* _Task statement_:
Reproduce every item below, switching each occurrence of "point" to "marker" and changing nothing else.

(Stored items)
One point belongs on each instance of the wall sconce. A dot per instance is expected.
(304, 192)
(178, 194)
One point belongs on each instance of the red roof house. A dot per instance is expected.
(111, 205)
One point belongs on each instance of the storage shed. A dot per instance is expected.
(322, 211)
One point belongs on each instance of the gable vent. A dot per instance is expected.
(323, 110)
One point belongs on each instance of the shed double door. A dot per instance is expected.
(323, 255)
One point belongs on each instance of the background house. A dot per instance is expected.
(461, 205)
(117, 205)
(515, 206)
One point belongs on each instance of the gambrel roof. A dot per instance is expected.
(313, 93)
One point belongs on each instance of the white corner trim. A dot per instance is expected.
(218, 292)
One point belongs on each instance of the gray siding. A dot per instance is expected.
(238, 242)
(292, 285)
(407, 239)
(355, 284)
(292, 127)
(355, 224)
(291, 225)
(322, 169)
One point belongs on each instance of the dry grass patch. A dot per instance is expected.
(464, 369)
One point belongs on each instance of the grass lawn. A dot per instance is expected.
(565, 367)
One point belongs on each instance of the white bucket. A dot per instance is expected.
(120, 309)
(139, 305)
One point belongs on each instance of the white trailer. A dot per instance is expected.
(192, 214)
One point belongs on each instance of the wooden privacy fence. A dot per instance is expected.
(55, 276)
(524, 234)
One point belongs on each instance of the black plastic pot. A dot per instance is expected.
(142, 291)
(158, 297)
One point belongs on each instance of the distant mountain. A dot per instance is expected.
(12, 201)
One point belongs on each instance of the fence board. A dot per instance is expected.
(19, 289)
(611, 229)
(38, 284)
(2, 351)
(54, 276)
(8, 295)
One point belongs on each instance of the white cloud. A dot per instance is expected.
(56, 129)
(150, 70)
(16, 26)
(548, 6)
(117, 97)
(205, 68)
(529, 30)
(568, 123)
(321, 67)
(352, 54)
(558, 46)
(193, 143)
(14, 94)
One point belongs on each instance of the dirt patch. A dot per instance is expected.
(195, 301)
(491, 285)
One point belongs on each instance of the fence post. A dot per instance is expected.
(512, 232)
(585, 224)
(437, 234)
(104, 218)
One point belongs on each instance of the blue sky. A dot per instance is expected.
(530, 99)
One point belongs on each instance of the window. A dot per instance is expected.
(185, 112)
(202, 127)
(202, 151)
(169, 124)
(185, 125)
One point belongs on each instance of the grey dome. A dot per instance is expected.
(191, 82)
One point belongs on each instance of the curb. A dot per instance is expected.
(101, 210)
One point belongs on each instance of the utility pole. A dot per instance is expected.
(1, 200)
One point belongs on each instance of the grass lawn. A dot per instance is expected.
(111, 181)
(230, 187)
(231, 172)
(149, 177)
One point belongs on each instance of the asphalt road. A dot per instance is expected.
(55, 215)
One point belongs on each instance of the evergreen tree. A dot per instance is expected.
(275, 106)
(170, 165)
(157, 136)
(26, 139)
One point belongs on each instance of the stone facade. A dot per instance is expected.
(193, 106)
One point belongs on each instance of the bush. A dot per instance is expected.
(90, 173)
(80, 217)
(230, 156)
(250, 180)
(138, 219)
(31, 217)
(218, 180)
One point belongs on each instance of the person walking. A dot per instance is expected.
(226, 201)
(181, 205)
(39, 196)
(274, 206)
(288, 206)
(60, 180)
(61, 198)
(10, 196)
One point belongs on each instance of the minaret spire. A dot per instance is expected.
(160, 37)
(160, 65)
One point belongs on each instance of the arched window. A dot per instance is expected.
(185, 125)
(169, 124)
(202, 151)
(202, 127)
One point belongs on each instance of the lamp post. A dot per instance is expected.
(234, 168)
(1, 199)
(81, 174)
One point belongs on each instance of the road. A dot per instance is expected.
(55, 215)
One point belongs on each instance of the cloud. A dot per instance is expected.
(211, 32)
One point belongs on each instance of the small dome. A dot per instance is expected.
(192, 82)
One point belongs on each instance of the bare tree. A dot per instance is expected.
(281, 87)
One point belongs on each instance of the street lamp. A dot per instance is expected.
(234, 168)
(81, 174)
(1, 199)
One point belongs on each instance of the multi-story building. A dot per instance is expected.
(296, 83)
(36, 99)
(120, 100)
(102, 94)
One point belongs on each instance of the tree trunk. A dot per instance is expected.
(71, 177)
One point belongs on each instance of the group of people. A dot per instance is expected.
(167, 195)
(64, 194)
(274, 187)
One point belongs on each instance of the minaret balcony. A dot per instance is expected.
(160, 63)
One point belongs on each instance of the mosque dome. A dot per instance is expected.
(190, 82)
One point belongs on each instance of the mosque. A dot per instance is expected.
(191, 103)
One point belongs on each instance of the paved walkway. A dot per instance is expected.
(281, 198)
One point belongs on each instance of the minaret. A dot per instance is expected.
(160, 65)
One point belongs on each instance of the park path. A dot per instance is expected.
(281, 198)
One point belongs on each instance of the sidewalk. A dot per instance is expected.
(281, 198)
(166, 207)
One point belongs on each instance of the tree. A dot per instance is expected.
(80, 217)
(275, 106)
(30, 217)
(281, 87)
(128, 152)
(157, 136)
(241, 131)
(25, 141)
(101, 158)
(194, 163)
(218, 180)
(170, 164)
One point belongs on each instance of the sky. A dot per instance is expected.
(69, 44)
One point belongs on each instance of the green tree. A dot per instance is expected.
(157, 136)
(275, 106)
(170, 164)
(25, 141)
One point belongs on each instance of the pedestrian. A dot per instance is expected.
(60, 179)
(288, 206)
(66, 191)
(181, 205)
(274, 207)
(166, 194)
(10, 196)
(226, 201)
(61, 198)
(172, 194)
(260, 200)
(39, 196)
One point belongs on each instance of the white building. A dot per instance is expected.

* _The solution_:
One marker belongs on each instance of the wall sconce. A dot per instance is expected.
(304, 192)
(178, 194)
One marker belongs on each instance of the red roof house. A dot per instance is expected.
(111, 205)
One marker belongs on each instance of the storage shed. A dot per instance is expected.
(322, 211)
One marker belongs on each instance of the gable vent. A dot per instance is expected.
(323, 110)
One marker belongs on each instance of the shed double door. A dot per instance is expected.
(323, 255)
One marker belongs on each instance of the background house. A dot per instance is expected.
(461, 205)
(117, 205)
(515, 206)
One marker belongs on each instance of the gambrel roof. A dot per instance is expected.
(313, 93)
One marker belongs on each instance of the white corner trim. A dot per instance is expected.
(218, 292)
One marker belongs on each instance of the gray siding. A dot per instance is expected.
(238, 242)
(292, 285)
(407, 239)
(355, 284)
(292, 127)
(355, 224)
(291, 225)
(322, 169)
One marker belongs on each instance of the dry grass patch. A dot per instance is expected.
(464, 369)
One marker belongs on each instance of the grass lawn. A dot per instance is expected.
(565, 367)
One marker belongs on each instance of the white bucket. A dot per instance is expected.
(120, 309)
(139, 305)
One marker belongs on each instance of the white trailer. A dot per instance is expected.
(192, 214)
One marker belongs on each instance of the wooden privacy fence. A dot per instance is expected.
(55, 276)
(524, 234)
One marker belongs on each instance of the black plastic pot. A dot per instance is expected.
(142, 291)
(158, 297)
One marker belongs on each instance of the distant mountain. A dot per instance is expected.
(12, 201)
One marker belongs on each instance of the fence board. A dot per instance is expected.
(19, 289)
(611, 229)
(38, 284)
(2, 351)
(54, 276)
(8, 295)
One marker belongs on each instance of the white cloud. A dot per instance is expected.
(56, 129)
(150, 70)
(16, 26)
(548, 6)
(117, 97)
(205, 68)
(529, 30)
(568, 123)
(321, 67)
(352, 54)
(558, 46)
(193, 143)
(14, 94)
One marker belongs on each instance of the dirt patch. A dot per instance is expected.
(195, 301)
(491, 285)
One marker belongs on each instance of the fence post. A dot per instance is expected.
(512, 232)
(585, 224)
(437, 234)
(104, 218)
One marker belongs on each instance of the blue sky. A dot per instance is expected.
(530, 99)
One marker belongs on each instance of the window. A dot per instance is expected.
(185, 112)
(202, 127)
(202, 151)
(169, 124)
(185, 125)
One marker belongs on each instance of the grey dome. A dot per instance is expected.
(191, 82)
One marker belongs on each instance of the curb. A dot per instance is expected.
(101, 210)
One marker belongs on each instance of the utility pole. A dot per instance is expected.
(1, 200)
One marker belongs on each instance of the grass lawn. A dot per instance is expected.
(111, 181)
(230, 187)
(231, 172)
(149, 177)
One marker belongs on each instance of the asphalt road. A dot per instance is expected.
(55, 215)
One marker belongs on each instance of the evergreen tree. A dot per instance is expected.
(275, 106)
(170, 165)
(157, 136)
(26, 139)
One marker belongs on each instance of the stone facade. A dot per instance is expected.
(193, 106)
One marker belongs on each instance of the bush. A dot per instance is expected.
(90, 173)
(80, 217)
(230, 156)
(250, 180)
(138, 219)
(31, 217)
(218, 180)
One marker belongs on each instance of the person walking. A dot per instance is expected.
(226, 201)
(181, 205)
(39, 196)
(274, 206)
(288, 206)
(60, 180)
(61, 198)
(10, 196)
One marker belongs on each instance of the minaret spire. A dot per instance is expected.
(160, 37)
(160, 65)
One marker belongs on each instance of the arched window. A dot per instance is expected.
(185, 125)
(169, 124)
(202, 151)
(202, 127)
One marker belongs on each instance of the lamp post. A dot per instance is expected.
(234, 168)
(1, 199)
(81, 174)
One marker belongs on each instance of the road. A dot per instance is expected.
(55, 215)
One marker belongs on each instance of the cloud. A dot per instance is expected.
(211, 32)
One marker belongs on each instance of the small dome. A dot per instance is expected.
(192, 82)
One marker belongs on each instance of the bare tree. A dot per instance is expected.
(281, 87)
One marker belongs on each instance of the street lamp. A dot per instance is expected.
(234, 168)
(81, 174)
(1, 199)
One marker belongs on each instance of the multi-story building. A dot per instance is expected.
(296, 83)
(36, 99)
(120, 100)
(102, 94)
One marker belongs on each instance of the tree trunk. A dot per instance is expected.
(71, 177)
One marker belongs on each instance of the group of people. A dot per instance is expected.
(167, 195)
(64, 194)
(274, 187)
One marker belongs on each instance of the minaret balcony. A dot per instance is expected.
(160, 63)
One marker belongs on each instance of the mosque dome. A dot per instance is expected.
(190, 82)
One marker belongs on each instance of the mosque. A dot per instance is expected.
(191, 103)
One marker belongs on each instance of the paved walkway. A dot per instance is expected.
(281, 198)
One marker belongs on each instance of the minaret. A dot per instance is expected.
(160, 65)
One marker belongs on each instance of the park path. A dot per instance is expected.
(281, 198)
One marker belongs on each instance of the sidewalk. A dot per instance is expected.
(281, 198)
(166, 207)
One marker belongs on each instance of the tree. A dot per instance is expected.
(80, 217)
(275, 106)
(30, 217)
(281, 87)
(128, 152)
(157, 136)
(241, 131)
(25, 141)
(101, 158)
(194, 163)
(218, 180)
(170, 164)
One marker belongs on each instance of the sky. A dot per instance is expected.
(69, 44)
One marker belongs on each instance of the green tree. A dot per instance is expected.
(157, 136)
(275, 106)
(170, 164)
(25, 141)
One marker belongs on each instance of the pedestrian. A dot per instance is expected.
(60, 179)
(288, 206)
(66, 191)
(181, 205)
(274, 207)
(166, 194)
(10, 196)
(226, 201)
(61, 198)
(172, 194)
(260, 200)
(39, 196)
One marker belongs on each instance of the white building. A dot per instance is expected.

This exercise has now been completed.